#### Data provided ####

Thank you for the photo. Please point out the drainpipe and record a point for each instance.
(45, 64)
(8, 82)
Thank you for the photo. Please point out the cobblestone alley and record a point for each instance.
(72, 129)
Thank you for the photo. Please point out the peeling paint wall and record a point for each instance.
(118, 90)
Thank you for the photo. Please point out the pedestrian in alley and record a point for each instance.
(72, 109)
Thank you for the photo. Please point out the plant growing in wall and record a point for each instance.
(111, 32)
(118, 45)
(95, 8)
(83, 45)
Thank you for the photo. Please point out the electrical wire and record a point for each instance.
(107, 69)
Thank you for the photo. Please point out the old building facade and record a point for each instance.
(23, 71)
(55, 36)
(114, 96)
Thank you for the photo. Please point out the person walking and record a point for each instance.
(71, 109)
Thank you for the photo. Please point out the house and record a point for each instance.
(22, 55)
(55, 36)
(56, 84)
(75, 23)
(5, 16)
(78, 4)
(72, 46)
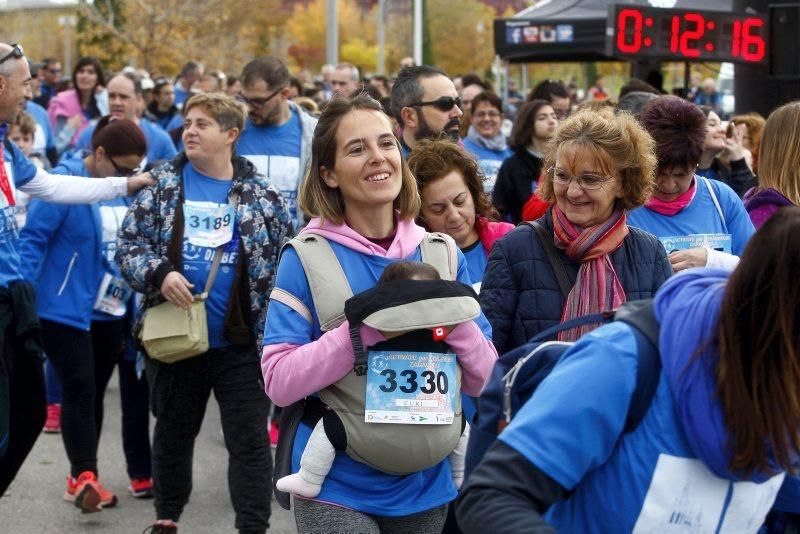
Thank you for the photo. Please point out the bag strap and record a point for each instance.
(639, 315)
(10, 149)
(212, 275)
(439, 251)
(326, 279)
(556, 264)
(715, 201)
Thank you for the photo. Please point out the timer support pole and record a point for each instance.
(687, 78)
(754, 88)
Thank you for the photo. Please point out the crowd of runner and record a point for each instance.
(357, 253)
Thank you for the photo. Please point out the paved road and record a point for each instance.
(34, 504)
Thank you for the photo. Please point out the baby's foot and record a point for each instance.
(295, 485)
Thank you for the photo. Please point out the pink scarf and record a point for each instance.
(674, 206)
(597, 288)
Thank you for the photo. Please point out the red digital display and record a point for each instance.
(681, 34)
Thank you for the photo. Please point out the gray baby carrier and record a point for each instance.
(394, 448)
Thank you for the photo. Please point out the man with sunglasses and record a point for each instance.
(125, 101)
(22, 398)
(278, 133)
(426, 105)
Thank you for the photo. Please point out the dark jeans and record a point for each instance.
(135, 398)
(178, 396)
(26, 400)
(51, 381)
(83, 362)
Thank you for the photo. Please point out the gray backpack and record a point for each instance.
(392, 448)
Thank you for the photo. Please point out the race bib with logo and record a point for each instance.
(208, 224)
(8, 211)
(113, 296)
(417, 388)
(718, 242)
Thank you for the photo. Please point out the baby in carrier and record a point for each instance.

####

• [Short exercise]
Return every line of the listing above without any change, leaving out the picture.

• [Task solution]
Thank you for the photo. Please point out the drainpipe and record a point for each instance.
(45, 64)
(8, 82)
Thank you for the photo. Please point out the cobblestone alley and record a point for each instance.
(72, 129)
Thank you for the photo. Please point out the peeling paint wall and record a point for each instance.
(118, 90)
Thank you for the photo. Please point out the pedestrian in alley and record a point for each instance.
(72, 109)
Thank you for the photo. Please point out the plant growing in wall and record a point for each instance.
(111, 32)
(118, 45)
(95, 8)
(83, 45)
Thank you for the photo. Please point out the electrical wire and record a point for each instance.
(107, 69)
Thank you for the photo. Please point out the old building facade and record a point for each instance.
(23, 71)
(55, 36)
(114, 96)
Thank you for the photo. Please point out the person walking and record a point for each instance.
(71, 109)
Thank you for the photo. Please point out the house and record a point for each instance.
(22, 55)
(55, 36)
(56, 84)
(75, 23)
(5, 16)
(78, 4)
(72, 46)
Thank you for the photo. Please point out the bag strap and record a point for each instance.
(639, 315)
(10, 149)
(212, 275)
(439, 251)
(326, 279)
(556, 264)
(715, 201)
Thank you for the photo. Please point out the timer support pole and record a point for each instance.
(687, 78)
(754, 88)
Thank you for the photo. Please point out the crowd of runner and record a point for each instance.
(357, 253)
Thank you for the photo. Please point out the paved road and record a point for each instance.
(34, 504)
Thank you for the photo. Please point out the baby's foot and record a point for each instance.
(295, 485)
Thank you for the photo. Please point out the pink scarf and record a point for each instance.
(674, 206)
(597, 288)
Thank you for the photo. Please point out the red digital display and record a point for each instance.
(681, 34)
Thank you for the photo. Please point out the gray baby carrier and record a point for each instance.
(394, 448)
Thank you for the photo. Please point out the man with sunglasses and record a point for each instance.
(125, 101)
(22, 398)
(278, 133)
(426, 105)
Thank you for the photo. Please point out the dark jeans and record a point for each instance.
(135, 398)
(178, 396)
(26, 400)
(51, 381)
(83, 362)
Thank you for the photo. Please point out the gray backpack and record a point for each instance.
(392, 448)
Thank you for the photo. Please point out the race bib with logo and record a point for each instance.
(208, 224)
(8, 211)
(113, 296)
(417, 388)
(718, 242)
Thank you for the photo. Please point out the baby in carrier and record a point for each instance.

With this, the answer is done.